[Extracted information]

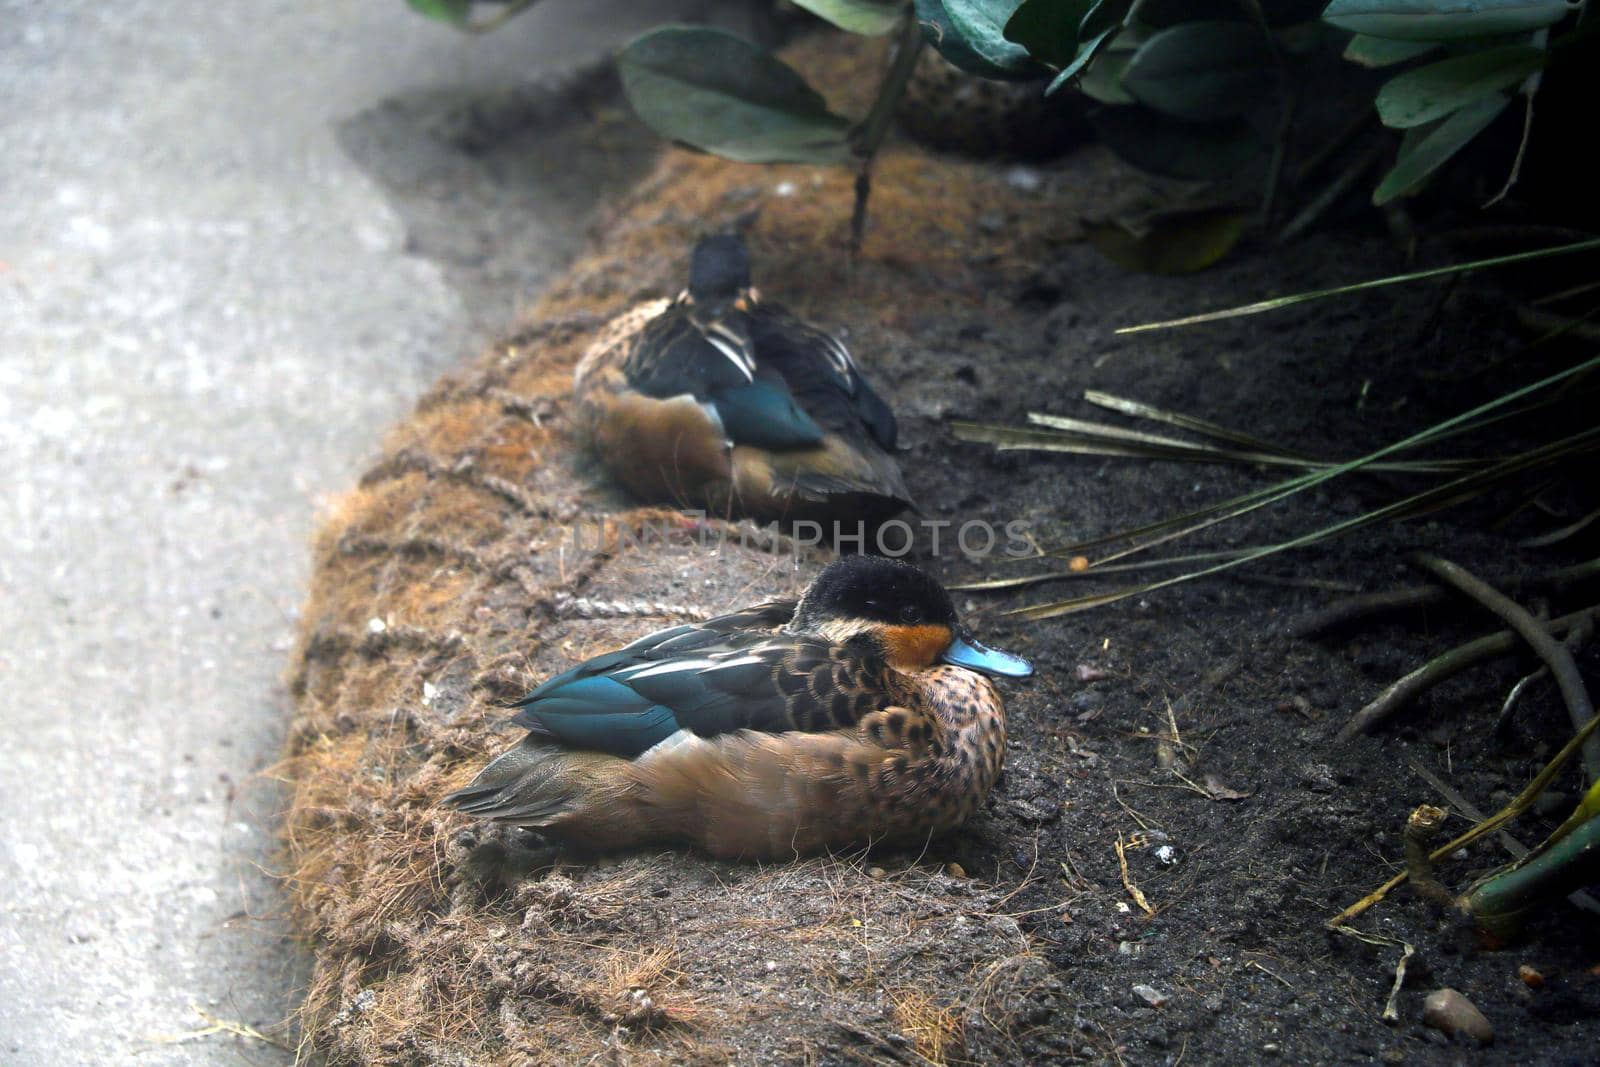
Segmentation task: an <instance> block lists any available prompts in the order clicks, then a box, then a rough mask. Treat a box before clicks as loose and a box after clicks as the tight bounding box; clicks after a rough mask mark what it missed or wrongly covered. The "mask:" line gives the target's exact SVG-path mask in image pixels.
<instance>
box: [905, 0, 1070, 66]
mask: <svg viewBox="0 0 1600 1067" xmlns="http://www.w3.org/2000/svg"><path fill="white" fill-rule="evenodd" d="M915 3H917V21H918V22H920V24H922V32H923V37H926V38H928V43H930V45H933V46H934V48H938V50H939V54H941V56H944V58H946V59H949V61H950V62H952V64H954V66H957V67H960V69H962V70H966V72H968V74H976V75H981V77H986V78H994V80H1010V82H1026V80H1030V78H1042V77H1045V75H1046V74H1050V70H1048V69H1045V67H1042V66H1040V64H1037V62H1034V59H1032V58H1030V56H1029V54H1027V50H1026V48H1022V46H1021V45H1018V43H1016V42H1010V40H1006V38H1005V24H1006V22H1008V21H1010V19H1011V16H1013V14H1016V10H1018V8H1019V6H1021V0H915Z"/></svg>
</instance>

[/Extracted information]

**Problem description**
Taking the records above as input, show every line in which the word "instance" is present.

**Response area**
Segmentation task: an <instance> block lists any available prompts in the order clicks, then a box, then a rough mask. Treat a box before clicks as loose and a box after clicks as the tight bounding box; clicks after a rough mask mark what it missed or wrongly covered. The "mask:" line gives the target's exact SVG-path mask in image pixels.
<instance>
</instance>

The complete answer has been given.